PROBLEM STATEMENT: Retyping the records exactly is the whole task.

(Source records)
^^^^^^^^^^^^^^^^

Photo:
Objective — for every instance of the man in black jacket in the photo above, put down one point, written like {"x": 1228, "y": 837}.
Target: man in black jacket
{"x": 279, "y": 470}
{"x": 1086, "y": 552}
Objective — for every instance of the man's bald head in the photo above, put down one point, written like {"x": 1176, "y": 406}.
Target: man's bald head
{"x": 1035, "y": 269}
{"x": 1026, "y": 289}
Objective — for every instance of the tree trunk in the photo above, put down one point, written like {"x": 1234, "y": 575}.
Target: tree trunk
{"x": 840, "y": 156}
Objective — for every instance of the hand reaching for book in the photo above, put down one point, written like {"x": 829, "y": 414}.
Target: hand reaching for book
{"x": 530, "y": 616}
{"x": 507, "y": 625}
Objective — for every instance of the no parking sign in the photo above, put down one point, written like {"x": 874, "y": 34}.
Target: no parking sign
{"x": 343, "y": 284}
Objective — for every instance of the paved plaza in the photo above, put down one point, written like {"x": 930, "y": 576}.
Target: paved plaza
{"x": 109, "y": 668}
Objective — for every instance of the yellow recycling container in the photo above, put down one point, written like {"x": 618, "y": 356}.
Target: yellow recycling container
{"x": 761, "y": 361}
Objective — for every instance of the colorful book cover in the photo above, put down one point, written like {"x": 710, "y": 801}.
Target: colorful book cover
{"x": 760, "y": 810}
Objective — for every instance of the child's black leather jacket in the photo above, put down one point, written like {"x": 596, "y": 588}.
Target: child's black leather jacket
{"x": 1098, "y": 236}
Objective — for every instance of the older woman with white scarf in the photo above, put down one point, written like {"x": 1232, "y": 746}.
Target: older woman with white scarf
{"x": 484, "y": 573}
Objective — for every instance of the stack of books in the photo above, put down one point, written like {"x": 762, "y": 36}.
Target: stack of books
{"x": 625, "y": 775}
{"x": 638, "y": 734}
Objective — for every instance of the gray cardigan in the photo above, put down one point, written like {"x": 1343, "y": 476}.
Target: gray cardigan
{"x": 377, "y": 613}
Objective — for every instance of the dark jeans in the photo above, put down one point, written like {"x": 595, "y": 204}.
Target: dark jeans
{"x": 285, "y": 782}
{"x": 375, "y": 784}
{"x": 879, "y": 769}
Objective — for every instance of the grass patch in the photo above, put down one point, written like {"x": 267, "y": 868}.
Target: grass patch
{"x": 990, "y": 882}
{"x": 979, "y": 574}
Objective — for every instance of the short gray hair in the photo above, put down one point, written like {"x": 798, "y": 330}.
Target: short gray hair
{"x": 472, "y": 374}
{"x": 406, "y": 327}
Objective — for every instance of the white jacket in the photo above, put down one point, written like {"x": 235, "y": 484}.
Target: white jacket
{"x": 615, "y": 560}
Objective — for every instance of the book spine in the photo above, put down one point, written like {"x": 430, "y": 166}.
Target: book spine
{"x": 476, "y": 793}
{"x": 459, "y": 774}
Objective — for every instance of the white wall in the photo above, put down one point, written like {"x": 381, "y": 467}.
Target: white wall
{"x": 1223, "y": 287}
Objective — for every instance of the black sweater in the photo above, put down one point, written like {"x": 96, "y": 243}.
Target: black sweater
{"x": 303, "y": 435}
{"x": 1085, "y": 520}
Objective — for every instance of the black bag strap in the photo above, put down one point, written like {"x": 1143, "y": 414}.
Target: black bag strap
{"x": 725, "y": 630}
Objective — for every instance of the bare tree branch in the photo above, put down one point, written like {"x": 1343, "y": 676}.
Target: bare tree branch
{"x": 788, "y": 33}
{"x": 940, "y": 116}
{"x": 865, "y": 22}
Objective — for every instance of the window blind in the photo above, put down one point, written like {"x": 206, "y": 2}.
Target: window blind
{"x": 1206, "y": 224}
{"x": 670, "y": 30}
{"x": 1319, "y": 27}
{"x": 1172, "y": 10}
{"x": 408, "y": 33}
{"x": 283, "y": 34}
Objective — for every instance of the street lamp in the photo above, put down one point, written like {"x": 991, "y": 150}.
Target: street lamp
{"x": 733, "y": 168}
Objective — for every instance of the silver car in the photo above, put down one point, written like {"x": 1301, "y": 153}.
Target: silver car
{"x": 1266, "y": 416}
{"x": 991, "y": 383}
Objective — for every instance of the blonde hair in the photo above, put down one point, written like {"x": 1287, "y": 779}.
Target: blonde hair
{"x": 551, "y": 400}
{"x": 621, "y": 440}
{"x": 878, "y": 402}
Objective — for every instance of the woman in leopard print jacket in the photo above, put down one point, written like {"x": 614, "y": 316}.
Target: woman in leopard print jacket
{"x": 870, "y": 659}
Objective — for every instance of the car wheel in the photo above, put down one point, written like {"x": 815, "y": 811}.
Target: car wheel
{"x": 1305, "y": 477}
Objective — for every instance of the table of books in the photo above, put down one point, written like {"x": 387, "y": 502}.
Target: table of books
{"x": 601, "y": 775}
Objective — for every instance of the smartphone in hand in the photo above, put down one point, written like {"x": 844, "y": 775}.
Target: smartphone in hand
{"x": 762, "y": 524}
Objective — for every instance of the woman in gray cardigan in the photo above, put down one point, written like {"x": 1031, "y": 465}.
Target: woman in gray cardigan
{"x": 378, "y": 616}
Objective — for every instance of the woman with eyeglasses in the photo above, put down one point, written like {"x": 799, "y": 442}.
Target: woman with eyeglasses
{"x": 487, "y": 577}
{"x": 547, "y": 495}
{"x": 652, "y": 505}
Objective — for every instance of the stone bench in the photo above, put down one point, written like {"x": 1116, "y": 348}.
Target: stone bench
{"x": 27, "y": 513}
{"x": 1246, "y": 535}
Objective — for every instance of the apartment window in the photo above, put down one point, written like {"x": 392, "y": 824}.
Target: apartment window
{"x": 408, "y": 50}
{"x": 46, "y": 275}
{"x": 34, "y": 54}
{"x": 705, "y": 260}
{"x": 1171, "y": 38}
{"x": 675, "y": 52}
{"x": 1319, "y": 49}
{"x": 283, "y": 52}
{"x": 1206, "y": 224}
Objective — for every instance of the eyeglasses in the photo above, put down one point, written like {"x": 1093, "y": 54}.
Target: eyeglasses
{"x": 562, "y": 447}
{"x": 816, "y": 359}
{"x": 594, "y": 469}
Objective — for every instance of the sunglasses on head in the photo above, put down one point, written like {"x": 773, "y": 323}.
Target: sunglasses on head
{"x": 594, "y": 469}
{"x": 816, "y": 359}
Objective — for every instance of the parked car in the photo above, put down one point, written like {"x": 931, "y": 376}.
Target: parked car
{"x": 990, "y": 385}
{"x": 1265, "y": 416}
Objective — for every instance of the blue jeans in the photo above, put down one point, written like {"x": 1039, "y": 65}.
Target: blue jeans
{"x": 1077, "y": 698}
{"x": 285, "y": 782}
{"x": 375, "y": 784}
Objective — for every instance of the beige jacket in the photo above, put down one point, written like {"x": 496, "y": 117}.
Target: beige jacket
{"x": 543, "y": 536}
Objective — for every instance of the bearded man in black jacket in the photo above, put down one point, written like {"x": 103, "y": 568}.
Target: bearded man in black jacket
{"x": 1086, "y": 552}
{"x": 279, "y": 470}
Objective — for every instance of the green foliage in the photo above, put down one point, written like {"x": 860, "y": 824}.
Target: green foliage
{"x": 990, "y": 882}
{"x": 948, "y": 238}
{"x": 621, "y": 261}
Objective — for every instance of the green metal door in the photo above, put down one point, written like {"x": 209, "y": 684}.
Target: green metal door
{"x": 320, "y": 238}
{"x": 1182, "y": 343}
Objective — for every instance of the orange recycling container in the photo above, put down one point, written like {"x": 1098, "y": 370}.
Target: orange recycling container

^^^^^^^^^^^^^^^^

RESULT OF THIS TASK:
Photo:
Objective — for every instance of the man in black jacket in the photo above, put down one point, written like {"x": 1228, "y": 837}.
Target: man in black jacket
{"x": 279, "y": 470}
{"x": 1086, "y": 552}
Objective — for every instance of the man's bald head in the photo above, put down one point, written like {"x": 1176, "y": 406}.
Target: man's bald head
{"x": 1035, "y": 269}
{"x": 1026, "y": 289}
Objective — for every instance of the tree trunk in the photo above, put down one point, written like {"x": 1234, "y": 575}.
Target: tree trunk
{"x": 840, "y": 156}
Objective — for every instance of the hand reaching for book in the photo above, put down one point, written like {"x": 829, "y": 414}.
Target: hand reaching for book
{"x": 530, "y": 616}
{"x": 507, "y": 625}
Objective — for every instance of the no parking sign in the photo above, put down one point, written like {"x": 874, "y": 34}.
Target: no parking sign
{"x": 343, "y": 284}
Objective — for every instance of the paved plaza in the photo above, put down one point, written like {"x": 930, "y": 576}.
Target: paved plaza
{"x": 109, "y": 668}
Objective — for every instance of the yellow recycling container in the photo above, put down one point, written like {"x": 618, "y": 356}.
Target: yellow recycling container
{"x": 761, "y": 361}
Objective — for every instance of the colorful book cover in the photo above, put down one point, written like {"x": 710, "y": 801}.
Target: colorful book cover
{"x": 760, "y": 810}
Objective — for every instance of the child's black leather jacket in the photo above, put down one point, written like {"x": 596, "y": 588}.
Target: child's black leather jacket
{"x": 1098, "y": 236}
Objective — for every instance of the older woman with white scarf in the photo above, put down one point, written like {"x": 1232, "y": 746}.
Target: older woman with white scarf
{"x": 484, "y": 573}
Objective — for every instance of the stack of books in the photo above, put down one point, written like {"x": 762, "y": 36}.
Target: stack of books
{"x": 625, "y": 775}
{"x": 638, "y": 734}
Objective — for every instance of the gray cardigan in the photo above, put down one point, written like {"x": 1343, "y": 476}.
Target: gray cardigan
{"x": 377, "y": 613}
Objective — for every instance of the dark jeans in the photo above, put down one point, written like {"x": 595, "y": 204}.
Target: dark jeans
{"x": 285, "y": 782}
{"x": 375, "y": 784}
{"x": 879, "y": 769}
Objective — for every instance of the grass patch in the photo above, put down one point, written like {"x": 267, "y": 868}.
Target: grass patch
{"x": 990, "y": 882}
{"x": 979, "y": 574}
Objective — for every instance of the short gray hair in the photo above, put down one point, written like {"x": 798, "y": 330}.
Target: short gray hair
{"x": 472, "y": 374}
{"x": 406, "y": 327}
Objective — for every instance of the white jacket in the photo above, put down one point, written like {"x": 235, "y": 484}.
Target: white jacket
{"x": 615, "y": 560}
Objective — for every instance of the book spine in the photo above, put down one point, written like {"x": 430, "y": 166}.
Target: book spine
{"x": 476, "y": 793}
{"x": 459, "y": 774}
Objective — for every instance of the white wall in the photo above, put down one point, written like {"x": 381, "y": 467}.
Target: white wall
{"x": 1223, "y": 287}
Objective — for every instance of the black sweater in the photo above, put down one point, written like {"x": 96, "y": 243}.
Target: black sweater
{"x": 303, "y": 435}
{"x": 1085, "y": 520}
Objective — for every instance of the black bag strap in the photo above, put down one point, written like {"x": 1143, "y": 414}.
Target: black bag strap
{"x": 725, "y": 630}
Objective — for every instance of the bare tree branch in the photo above, put down one point, written like {"x": 1343, "y": 676}.
Target: bare tree branch
{"x": 788, "y": 33}
{"x": 940, "y": 116}
{"x": 865, "y": 22}
Objective — for every instance of the window blind in the photo above, put down one point, written like {"x": 206, "y": 2}.
Target: window blind
{"x": 1206, "y": 224}
{"x": 670, "y": 30}
{"x": 1319, "y": 27}
{"x": 1172, "y": 10}
{"x": 408, "y": 33}
{"x": 283, "y": 34}
Objective — for every instance of the street lamp in the photo above, put down one point, written like {"x": 991, "y": 150}.
Target: street lamp
{"x": 733, "y": 168}
Objective — for every instance of the silver car in the photo above, put down one point, written like {"x": 1301, "y": 153}.
Target: silver car
{"x": 1266, "y": 416}
{"x": 991, "y": 383}
Objective — for every instance of the blonde hair in the photo above, put down one point, written like {"x": 1287, "y": 779}.
Target: blonde hair
{"x": 551, "y": 400}
{"x": 621, "y": 440}
{"x": 878, "y": 402}
Objective — for every instance of the woman in leopard print jacket in the photo above, put down one point, written like {"x": 614, "y": 316}.
Target: woman in leopard print jacket
{"x": 870, "y": 659}
Objective — for every instance of the car wheel in the photo above, put down one point, written like {"x": 815, "y": 811}.
Target: car wheel
{"x": 1305, "y": 477}
Objective — for every instance of the table of books in the photo above, put down one point, written like {"x": 387, "y": 502}.
Target: table of books
{"x": 601, "y": 775}
Objective — for every instance of the smartphone in hand in the photo above, put down one point, written like {"x": 844, "y": 775}.
Target: smartphone in hand
{"x": 762, "y": 524}
Objective — for every instance of the woman in gray cardigan in the photo above, put down one point, written like {"x": 1031, "y": 465}.
Target: woman in gray cardigan
{"x": 378, "y": 616}
Objective — for every instance of the woman with eyeglasses in the photo above, put down one point, written like {"x": 799, "y": 442}.
Target: woman with eyeglasses
{"x": 487, "y": 577}
{"x": 547, "y": 495}
{"x": 652, "y": 505}
Objective — for every instance of the stone bench in the photo above, put down one point, written like {"x": 1116, "y": 348}.
Target: stone bench
{"x": 27, "y": 513}
{"x": 1246, "y": 535}
Objective — for every instance of the apartment window in the photo above, put down one point, written like {"x": 392, "y": 824}.
Target: apartment window
{"x": 408, "y": 50}
{"x": 46, "y": 275}
{"x": 34, "y": 54}
{"x": 705, "y": 260}
{"x": 1171, "y": 38}
{"x": 675, "y": 52}
{"x": 1319, "y": 49}
{"x": 283, "y": 52}
{"x": 1206, "y": 224}
Objective — for every instance of the eyeglasses in the photo above, put down one point, written like {"x": 1093, "y": 54}.
Target: eyeglasses
{"x": 562, "y": 447}
{"x": 816, "y": 359}
{"x": 594, "y": 469}
Objective — for every instance of the sunglasses on head in the photo above, put down one point, written like {"x": 773, "y": 323}.
Target: sunglasses on head
{"x": 594, "y": 469}
{"x": 816, "y": 359}
Objective — for every instance of the parked car in the photo above, put down one point, written like {"x": 931, "y": 376}.
Target: parked car
{"x": 990, "y": 385}
{"x": 1265, "y": 416}
Objective — for every instance of the blue jeans in the photo above, put down one point, written like {"x": 1039, "y": 65}.
Target: blue jeans
{"x": 1077, "y": 698}
{"x": 285, "y": 782}
{"x": 375, "y": 784}
Objective — for every instance of the beige jacket in the photo above, put down one point, written like {"x": 496, "y": 117}.
Target: beige jacket
{"x": 543, "y": 536}
Objective — for every instance of the bearded man in black jacket in the photo above, put down one point, written like {"x": 103, "y": 568}.
Target: bearded man in black jacket
{"x": 1086, "y": 552}
{"x": 279, "y": 470}
Objective — for every instance of the green foliage in the photo above, put down one point, written like {"x": 860, "y": 824}.
Target: green foliage
{"x": 990, "y": 882}
{"x": 948, "y": 238}
{"x": 621, "y": 261}
Objective — for every instance of the green metal door in the photo above, put down one point, written like {"x": 209, "y": 684}.
Target: green metal door
{"x": 320, "y": 238}
{"x": 1182, "y": 343}
Objective — for every instance of the orange recycling container in the photo above, put down one point, written like {"x": 1098, "y": 370}.
Target: orange recycling container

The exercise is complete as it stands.